### Data supplied:

+++

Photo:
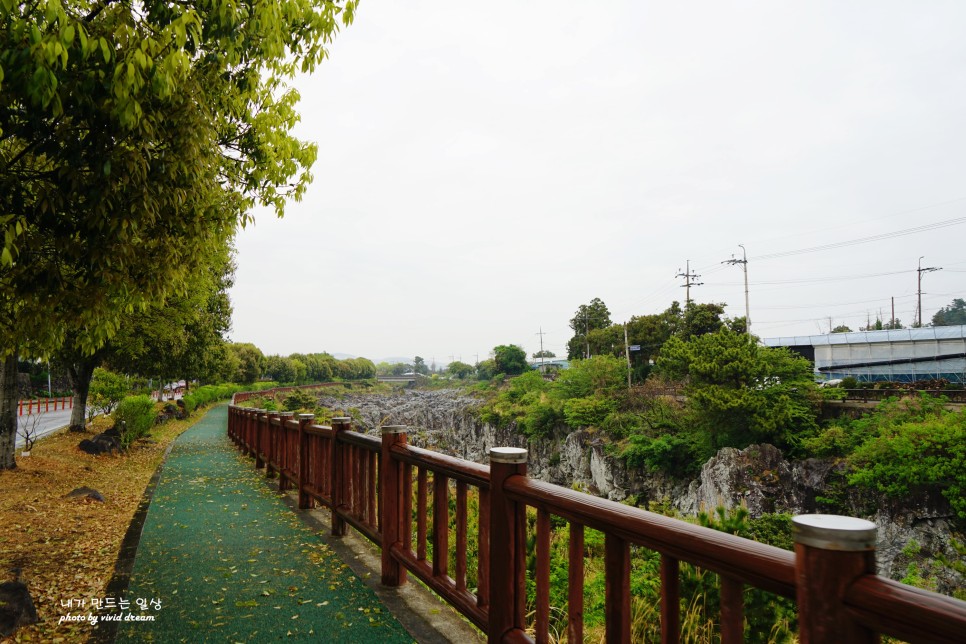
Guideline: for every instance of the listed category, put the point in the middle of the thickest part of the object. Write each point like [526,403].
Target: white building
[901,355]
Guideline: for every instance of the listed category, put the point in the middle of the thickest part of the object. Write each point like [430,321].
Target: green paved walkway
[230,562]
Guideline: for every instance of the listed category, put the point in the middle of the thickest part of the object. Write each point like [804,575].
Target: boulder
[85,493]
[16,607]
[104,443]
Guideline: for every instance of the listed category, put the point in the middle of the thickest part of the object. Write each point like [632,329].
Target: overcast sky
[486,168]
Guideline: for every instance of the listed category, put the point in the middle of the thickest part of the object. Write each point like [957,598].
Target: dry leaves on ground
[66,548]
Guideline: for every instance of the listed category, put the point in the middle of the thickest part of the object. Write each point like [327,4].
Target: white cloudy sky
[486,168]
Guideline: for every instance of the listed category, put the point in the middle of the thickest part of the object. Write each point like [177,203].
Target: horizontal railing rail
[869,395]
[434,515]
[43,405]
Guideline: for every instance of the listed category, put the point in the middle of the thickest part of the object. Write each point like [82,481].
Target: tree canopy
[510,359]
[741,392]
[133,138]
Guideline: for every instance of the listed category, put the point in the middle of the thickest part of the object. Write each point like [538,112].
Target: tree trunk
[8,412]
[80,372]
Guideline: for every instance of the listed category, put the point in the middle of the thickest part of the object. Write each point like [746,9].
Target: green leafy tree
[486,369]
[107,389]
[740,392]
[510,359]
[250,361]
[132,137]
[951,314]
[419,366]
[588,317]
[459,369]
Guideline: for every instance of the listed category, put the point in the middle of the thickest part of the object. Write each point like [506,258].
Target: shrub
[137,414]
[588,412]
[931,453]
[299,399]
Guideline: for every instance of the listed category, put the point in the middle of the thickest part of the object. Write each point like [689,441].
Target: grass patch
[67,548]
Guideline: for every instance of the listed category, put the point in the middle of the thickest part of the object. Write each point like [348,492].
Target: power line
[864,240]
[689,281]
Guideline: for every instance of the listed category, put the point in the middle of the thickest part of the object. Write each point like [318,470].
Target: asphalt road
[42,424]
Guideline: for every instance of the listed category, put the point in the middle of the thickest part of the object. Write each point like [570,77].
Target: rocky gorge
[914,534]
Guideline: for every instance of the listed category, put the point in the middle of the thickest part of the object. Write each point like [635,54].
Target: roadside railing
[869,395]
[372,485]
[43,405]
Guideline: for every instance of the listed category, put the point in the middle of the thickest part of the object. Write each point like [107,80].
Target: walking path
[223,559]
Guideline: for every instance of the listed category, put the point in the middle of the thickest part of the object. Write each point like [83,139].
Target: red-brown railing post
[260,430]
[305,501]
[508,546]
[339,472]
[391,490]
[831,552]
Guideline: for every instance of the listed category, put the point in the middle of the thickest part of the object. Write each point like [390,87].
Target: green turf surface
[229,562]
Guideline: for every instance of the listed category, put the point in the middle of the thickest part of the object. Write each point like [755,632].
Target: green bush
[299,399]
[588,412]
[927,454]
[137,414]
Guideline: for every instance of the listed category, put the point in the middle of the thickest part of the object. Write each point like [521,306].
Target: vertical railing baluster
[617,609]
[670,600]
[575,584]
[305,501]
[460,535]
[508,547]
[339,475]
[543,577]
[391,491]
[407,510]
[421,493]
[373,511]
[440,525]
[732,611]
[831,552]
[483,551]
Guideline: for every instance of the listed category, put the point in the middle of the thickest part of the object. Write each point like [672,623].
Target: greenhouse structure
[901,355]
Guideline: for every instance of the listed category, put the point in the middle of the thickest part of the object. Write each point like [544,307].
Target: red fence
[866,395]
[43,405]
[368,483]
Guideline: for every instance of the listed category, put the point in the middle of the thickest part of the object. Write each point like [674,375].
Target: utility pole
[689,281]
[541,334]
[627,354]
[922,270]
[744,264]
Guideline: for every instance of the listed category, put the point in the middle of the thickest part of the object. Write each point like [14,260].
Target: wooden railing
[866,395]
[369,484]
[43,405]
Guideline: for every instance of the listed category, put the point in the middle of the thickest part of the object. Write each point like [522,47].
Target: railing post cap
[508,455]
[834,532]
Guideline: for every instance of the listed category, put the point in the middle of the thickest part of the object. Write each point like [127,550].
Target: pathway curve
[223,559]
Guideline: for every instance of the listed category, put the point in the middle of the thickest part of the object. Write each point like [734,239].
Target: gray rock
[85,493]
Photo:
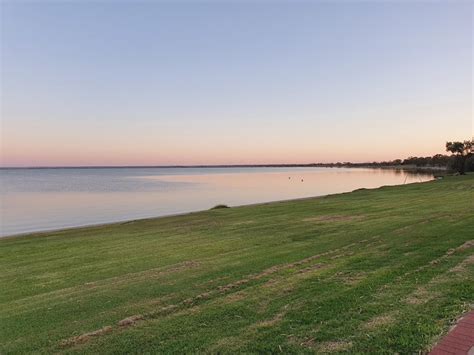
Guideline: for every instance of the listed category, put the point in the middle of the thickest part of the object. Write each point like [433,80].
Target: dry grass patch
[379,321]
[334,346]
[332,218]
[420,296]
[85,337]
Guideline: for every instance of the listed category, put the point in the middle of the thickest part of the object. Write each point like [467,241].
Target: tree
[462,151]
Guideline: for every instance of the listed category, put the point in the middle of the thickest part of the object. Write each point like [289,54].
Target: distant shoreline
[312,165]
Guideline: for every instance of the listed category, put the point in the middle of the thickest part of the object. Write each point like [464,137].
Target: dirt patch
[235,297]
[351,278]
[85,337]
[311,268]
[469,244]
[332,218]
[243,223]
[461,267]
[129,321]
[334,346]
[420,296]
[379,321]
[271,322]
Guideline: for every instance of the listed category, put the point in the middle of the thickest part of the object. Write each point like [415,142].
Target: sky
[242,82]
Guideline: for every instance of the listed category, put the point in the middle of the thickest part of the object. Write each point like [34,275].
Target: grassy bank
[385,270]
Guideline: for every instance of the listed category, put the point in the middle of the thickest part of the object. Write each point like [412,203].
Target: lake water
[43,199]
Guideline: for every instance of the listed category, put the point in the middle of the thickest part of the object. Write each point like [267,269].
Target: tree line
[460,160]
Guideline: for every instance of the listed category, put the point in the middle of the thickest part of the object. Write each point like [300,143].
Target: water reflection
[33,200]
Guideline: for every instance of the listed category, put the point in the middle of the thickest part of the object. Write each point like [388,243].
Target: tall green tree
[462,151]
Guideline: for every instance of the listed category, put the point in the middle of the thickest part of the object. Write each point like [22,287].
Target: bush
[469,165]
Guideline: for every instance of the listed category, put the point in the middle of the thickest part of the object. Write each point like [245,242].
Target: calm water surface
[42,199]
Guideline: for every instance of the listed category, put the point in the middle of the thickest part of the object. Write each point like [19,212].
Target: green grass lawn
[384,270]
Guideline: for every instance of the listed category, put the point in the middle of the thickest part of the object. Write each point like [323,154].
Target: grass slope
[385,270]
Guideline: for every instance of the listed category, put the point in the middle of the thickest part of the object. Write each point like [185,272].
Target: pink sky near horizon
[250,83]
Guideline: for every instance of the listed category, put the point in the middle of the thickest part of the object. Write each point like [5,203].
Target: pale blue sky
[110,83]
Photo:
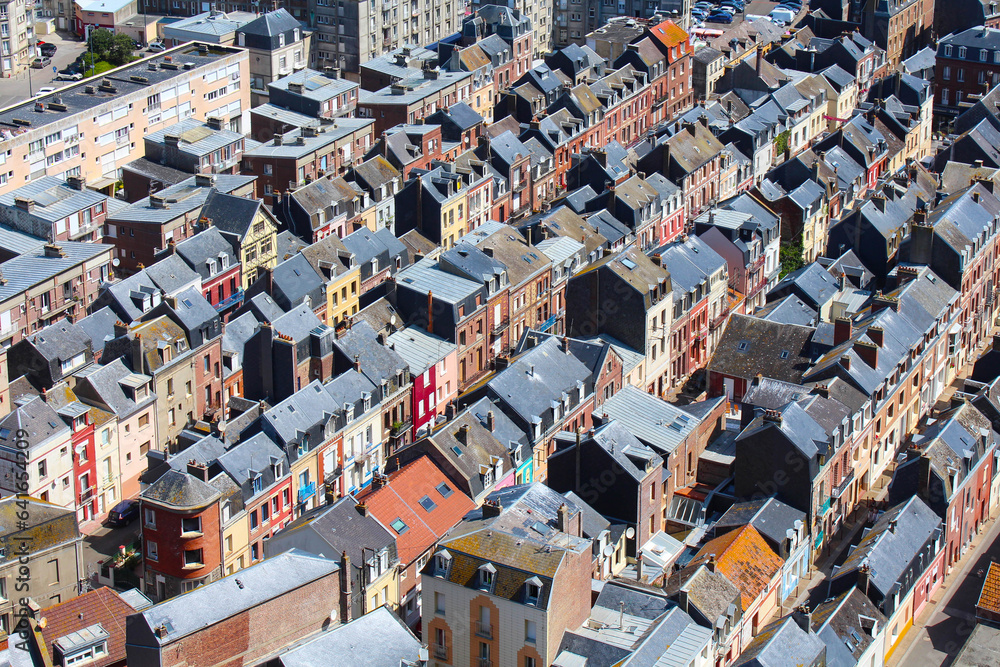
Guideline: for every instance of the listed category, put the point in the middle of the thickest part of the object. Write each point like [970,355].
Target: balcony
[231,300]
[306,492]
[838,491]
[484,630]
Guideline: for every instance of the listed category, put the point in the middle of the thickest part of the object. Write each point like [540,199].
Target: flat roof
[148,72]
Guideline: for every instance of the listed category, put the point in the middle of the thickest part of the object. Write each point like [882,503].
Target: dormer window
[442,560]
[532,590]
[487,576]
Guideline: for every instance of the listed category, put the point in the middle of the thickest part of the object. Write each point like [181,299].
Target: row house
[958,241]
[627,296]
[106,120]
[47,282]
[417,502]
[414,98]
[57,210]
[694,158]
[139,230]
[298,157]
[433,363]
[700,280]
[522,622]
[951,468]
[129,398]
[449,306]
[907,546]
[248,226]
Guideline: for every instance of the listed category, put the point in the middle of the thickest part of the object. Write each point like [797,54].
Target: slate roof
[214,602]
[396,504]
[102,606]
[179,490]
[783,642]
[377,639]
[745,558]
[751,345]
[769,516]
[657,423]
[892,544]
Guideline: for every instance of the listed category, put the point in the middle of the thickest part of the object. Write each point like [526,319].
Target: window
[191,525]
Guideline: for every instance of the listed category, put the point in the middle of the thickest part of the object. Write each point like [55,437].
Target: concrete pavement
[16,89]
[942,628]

+++

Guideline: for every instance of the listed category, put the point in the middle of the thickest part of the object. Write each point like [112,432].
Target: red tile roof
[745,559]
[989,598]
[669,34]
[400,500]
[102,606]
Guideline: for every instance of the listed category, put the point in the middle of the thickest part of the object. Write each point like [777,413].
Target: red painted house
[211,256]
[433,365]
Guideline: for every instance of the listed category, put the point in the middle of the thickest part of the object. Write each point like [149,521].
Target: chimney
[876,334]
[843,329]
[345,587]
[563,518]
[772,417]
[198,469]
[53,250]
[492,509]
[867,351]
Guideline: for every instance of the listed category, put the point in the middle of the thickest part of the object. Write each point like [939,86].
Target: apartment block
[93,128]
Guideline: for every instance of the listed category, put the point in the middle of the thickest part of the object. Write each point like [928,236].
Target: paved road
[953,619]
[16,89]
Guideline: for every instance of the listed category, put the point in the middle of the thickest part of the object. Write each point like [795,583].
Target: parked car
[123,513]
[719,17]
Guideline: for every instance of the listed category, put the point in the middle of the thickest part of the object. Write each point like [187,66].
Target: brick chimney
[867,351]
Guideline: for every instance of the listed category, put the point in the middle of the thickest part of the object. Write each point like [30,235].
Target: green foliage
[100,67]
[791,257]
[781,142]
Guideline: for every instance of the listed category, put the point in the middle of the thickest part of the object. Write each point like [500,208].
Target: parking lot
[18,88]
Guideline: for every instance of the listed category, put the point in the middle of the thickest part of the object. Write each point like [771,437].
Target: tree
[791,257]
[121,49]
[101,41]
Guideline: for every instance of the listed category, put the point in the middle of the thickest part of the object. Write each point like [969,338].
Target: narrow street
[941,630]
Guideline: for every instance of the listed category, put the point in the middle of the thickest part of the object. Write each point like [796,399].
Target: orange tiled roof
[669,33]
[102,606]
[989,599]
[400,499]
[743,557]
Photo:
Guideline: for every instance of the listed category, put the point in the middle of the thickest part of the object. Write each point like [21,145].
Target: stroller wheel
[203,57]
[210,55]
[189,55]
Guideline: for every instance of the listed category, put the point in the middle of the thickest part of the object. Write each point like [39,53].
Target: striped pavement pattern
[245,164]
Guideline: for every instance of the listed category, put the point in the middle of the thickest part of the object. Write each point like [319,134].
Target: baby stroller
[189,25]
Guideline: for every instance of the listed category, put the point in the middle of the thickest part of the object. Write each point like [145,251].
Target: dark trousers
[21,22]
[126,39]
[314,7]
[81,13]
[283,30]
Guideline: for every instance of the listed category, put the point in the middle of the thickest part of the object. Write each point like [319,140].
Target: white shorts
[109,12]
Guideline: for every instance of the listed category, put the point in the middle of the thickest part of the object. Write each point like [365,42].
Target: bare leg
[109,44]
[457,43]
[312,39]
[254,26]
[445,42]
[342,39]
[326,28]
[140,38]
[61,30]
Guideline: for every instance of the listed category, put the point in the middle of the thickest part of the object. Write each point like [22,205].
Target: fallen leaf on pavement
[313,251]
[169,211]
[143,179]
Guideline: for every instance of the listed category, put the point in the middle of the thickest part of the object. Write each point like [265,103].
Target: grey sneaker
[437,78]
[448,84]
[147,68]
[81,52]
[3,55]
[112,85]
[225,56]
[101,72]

+++

### Goal of the exercise:
Report every line of the data above that contains the word "chimney", copying each line in full. Case counts, so match the word only where its capitalization is the same.

### Result for this task:
Target: chimney
Target: brick chimney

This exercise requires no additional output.